**GIVEN PROBLEM**
Find every line in the records below that contains the word "shorts" and copy each one. Case matters.

**STORED ROWS**
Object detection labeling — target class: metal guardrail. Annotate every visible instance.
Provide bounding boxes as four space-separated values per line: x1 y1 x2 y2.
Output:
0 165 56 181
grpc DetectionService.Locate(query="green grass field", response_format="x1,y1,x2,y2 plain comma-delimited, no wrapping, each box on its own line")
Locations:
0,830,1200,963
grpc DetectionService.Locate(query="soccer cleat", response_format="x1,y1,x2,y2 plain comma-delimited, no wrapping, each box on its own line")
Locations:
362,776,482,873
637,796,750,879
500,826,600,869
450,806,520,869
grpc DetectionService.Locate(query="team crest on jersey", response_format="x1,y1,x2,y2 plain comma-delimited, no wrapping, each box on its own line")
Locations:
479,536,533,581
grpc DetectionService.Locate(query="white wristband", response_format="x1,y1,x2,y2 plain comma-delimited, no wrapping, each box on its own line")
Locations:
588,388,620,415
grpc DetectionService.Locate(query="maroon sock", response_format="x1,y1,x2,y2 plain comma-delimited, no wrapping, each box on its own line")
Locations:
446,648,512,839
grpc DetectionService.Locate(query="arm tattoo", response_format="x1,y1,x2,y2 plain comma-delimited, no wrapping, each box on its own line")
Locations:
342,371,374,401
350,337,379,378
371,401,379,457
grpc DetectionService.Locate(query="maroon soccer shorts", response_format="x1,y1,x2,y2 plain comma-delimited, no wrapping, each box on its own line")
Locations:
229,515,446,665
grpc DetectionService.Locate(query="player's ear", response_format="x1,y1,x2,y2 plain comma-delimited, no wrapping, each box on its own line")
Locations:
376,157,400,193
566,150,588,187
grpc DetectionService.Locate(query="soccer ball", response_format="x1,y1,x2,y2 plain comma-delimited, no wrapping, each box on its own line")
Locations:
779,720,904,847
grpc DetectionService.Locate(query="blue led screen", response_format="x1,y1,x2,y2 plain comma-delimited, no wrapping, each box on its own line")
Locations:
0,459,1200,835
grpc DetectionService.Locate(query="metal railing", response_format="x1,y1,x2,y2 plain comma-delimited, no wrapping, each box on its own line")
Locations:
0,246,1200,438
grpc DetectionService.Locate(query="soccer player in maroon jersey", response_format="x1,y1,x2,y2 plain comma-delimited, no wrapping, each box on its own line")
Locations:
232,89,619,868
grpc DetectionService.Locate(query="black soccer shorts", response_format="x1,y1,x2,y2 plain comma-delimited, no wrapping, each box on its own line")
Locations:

**ANSWER TO THE EXERCISE**
grpc DetectionService.Locate(query="maroon soccer shorts", response_format="x1,y1,x2,y2 plain comma-delimited, no wrapping, each box on its own line")
grpc DetectionService.Locate(query="black soccer shorts", response_format="x1,y1,x2,y2 plain comma-delimited, no wrapping, each box on its own line")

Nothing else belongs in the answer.